「job: trace every instance of the white ceiling」を含む行から始め、「42), (297, 36)]]」を含む行まで(両端の行を含む)を、空行を除いた番号付きリストとして並べよ。
=== 与えられたデータ ===
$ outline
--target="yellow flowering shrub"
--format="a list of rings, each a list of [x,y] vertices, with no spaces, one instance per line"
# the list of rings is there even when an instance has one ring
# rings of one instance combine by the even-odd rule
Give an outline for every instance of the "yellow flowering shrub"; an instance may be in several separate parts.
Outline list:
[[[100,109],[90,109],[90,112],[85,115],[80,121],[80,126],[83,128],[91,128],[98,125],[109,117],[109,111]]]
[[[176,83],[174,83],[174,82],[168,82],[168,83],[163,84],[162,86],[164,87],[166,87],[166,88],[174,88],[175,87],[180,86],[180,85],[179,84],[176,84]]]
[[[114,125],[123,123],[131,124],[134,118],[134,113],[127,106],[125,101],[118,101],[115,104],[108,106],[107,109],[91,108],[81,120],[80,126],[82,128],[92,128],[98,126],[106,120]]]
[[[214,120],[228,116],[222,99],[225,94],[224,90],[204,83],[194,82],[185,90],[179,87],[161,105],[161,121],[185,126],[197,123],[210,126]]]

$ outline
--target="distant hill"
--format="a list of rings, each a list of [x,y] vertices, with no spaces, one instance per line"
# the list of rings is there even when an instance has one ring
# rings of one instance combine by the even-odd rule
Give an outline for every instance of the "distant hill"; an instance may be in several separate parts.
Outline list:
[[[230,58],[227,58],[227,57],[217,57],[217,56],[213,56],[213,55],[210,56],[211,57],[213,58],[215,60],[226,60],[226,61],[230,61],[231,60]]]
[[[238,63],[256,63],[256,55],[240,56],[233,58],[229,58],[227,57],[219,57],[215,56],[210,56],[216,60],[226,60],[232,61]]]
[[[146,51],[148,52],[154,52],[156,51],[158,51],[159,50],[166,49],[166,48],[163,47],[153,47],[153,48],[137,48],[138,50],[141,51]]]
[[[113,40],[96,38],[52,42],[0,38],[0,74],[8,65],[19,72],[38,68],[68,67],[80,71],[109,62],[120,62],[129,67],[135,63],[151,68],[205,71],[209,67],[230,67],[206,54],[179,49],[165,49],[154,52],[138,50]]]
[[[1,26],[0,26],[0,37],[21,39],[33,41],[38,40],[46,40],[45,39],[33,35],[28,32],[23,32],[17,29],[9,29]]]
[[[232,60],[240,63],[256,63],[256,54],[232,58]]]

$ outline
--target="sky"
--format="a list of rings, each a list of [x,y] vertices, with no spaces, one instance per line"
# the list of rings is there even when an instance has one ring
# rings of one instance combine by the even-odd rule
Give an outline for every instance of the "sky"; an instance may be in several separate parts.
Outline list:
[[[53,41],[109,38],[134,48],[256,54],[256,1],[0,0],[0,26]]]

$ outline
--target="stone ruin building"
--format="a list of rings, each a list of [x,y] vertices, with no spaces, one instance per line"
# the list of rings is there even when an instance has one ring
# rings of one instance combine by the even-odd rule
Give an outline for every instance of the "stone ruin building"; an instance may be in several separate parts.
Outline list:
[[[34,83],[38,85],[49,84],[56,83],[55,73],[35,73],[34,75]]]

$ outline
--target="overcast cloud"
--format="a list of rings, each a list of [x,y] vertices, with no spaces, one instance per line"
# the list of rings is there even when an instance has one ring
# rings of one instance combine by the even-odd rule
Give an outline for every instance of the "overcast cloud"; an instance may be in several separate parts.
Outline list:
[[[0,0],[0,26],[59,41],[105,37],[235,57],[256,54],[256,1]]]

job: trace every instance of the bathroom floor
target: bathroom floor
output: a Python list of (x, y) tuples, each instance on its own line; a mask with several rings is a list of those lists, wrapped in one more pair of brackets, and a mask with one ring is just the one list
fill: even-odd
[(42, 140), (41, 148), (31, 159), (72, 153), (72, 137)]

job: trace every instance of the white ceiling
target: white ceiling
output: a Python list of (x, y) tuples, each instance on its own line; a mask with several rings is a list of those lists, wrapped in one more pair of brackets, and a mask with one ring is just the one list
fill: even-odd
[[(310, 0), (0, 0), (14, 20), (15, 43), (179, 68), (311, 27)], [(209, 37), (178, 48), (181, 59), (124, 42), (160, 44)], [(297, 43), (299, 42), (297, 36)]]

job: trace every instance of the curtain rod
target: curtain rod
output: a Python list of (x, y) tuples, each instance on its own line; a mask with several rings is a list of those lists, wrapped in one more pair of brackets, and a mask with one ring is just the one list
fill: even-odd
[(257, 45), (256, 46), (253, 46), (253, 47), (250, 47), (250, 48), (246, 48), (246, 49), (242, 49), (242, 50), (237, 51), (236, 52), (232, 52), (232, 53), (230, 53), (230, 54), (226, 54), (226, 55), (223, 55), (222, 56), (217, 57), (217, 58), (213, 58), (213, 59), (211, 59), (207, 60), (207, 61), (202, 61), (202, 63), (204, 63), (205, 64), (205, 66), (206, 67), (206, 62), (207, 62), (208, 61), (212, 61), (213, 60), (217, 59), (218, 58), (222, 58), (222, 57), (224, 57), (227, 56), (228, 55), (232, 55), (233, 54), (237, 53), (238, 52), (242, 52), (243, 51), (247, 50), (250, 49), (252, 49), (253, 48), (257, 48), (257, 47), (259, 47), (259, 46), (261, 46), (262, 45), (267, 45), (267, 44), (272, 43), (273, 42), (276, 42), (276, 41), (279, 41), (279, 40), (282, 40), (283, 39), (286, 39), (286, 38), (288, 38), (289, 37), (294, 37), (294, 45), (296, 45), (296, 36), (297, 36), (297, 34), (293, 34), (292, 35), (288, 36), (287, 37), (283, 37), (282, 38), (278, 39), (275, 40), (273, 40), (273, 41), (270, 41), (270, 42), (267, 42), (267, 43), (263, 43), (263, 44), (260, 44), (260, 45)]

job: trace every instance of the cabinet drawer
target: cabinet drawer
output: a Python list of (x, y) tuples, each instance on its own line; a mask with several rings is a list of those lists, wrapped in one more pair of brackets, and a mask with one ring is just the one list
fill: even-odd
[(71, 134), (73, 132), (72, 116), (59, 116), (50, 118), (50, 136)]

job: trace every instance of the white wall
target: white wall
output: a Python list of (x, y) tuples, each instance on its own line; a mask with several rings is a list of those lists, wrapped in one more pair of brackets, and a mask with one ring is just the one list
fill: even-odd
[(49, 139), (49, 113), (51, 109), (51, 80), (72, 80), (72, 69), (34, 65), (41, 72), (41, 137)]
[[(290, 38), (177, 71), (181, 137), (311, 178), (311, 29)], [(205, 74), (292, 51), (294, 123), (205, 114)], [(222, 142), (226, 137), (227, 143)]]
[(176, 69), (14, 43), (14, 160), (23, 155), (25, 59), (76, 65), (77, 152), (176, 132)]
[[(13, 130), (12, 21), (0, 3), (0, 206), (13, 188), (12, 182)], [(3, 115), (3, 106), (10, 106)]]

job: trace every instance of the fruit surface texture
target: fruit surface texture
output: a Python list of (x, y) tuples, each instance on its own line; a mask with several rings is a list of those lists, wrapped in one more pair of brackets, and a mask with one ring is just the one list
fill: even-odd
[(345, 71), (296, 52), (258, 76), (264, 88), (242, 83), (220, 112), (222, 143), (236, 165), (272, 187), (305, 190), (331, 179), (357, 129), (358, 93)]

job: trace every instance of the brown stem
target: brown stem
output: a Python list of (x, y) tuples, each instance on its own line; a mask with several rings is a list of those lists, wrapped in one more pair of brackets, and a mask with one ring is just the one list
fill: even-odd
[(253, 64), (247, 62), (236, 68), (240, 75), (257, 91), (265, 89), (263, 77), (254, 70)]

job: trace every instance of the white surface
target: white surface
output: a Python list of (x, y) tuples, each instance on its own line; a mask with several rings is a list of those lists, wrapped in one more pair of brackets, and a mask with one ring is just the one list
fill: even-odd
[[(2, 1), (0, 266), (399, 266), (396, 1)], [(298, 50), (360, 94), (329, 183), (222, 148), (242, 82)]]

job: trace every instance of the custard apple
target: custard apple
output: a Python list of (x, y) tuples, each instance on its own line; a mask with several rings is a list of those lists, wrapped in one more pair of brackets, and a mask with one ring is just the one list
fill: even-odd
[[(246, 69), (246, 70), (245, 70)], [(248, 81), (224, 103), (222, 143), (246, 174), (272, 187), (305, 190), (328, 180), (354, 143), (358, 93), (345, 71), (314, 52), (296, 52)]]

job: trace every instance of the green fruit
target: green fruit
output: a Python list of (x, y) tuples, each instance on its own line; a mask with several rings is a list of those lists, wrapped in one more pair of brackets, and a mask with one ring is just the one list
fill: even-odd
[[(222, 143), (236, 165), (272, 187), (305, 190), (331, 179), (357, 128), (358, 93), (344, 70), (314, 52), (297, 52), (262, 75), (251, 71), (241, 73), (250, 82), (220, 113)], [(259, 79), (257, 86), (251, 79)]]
===
_課題への回答_
1. job: trace every instance of the white ceiling
2. target: white ceiling
3. output: a Python list of (x, y) tuples, each instance on its own line; a mask with several rings is a list of those lists, wrapped in one more pair of brackets, and a mask with one ring is just the one list
4. fill: even-odd
5. [[(310, 0), (0, 0), (14, 20), (15, 43), (179, 68), (311, 27)], [(209, 37), (178, 48), (181, 59), (124, 42), (160, 44)], [(297, 43), (299, 42), (297, 36)]]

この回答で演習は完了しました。